=== 提供本文 ===

鹿島・永木、古巣に見せた“湘南スタイル”の片鱗。成長のために選んだ常勝軍団での挑戦

text by 藤江直人 photo by Getty Images

主将だった湘南時代から変わった立場

 遠藤へパスを出してから、ゴールネットが揺れるまでの所要時間は約7秒。ベルマーレのお株を奪う電光石火のショートカウンターの起点となったボール奪取に、永木は確かなる手応えを感じていた。

「どちらに転ぶかわからないというところで前へ転がすのが、自分が得意とするプレーなので。あの状況から点が入ることは本当に理想的な流れだし、前線の選手がゴールしてくれるので守備のしがいがあるというか、ああいう球際のところで激しくいく価値があると思っています」

 誰と争ったのか、永木はほとんど覚えていなかった。視界に映っていたのはルーズボールだけ。スライディングに込められた闘志と執念がボールへ伝わり、ダメ押しとなる3点目が生まれた。

=== 提供データ ===

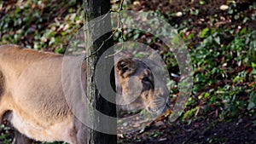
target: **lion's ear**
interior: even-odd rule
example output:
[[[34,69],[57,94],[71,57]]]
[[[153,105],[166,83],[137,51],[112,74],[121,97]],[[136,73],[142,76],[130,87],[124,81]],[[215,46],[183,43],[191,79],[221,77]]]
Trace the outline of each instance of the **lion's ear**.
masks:
[[[126,78],[136,71],[136,63],[131,58],[120,60],[116,65],[119,74]]]

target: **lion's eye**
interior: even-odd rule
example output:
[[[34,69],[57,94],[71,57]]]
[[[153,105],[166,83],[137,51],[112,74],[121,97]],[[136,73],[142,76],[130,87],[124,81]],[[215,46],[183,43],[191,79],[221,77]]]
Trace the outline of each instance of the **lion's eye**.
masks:
[[[148,78],[148,77],[144,77],[143,78],[143,82],[150,82],[150,79]]]

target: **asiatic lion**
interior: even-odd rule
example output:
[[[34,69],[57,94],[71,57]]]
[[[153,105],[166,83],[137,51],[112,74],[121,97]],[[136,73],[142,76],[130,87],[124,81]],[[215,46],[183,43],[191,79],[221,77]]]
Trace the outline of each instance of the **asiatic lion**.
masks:
[[[16,45],[0,46],[0,119],[7,115],[20,136],[25,135],[41,141],[83,143],[62,92],[62,59],[61,55]],[[133,94],[129,84],[131,77],[137,78],[133,86],[140,84],[142,87],[131,107],[157,111],[154,78],[143,62],[123,59],[117,62],[115,71],[117,91],[125,96],[124,101]],[[15,142],[28,143],[28,140],[16,138]]]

===

* **課題 1**
本文のうち「text by 藤江直人」から「く価値があると思っています」」までの範囲を、一字も変えずに書き出してください。
* **課題 2**
本文に出てくる人名をすべて、登場順に挙げてください。
解答には本文の内容だけを用いてください。

* **正解 1**
text by 藤江直人 photo by Getty Images

主将だった湘南時代から変わった立場

 遠藤へパスを出してから、ゴールネットが揺れるまでの所要時間は約7秒。ベルマーレのお株を奪う電光石火のショートカウンターの起点となったボール奪取に、永木は確かなる手応えを感じていた。

「どちらに転ぶかわからないというところで前へ転がすのが、自分が得意とするプレーなので。あの状況から点が入ることは本当に理想的な流れだし、前線の選手がゴールしてくれるので守備のしがいがあるというか、ああいう球際のところで激しくいく価値があると思っています」

* **正解 2**
永木、藤江直人、遠藤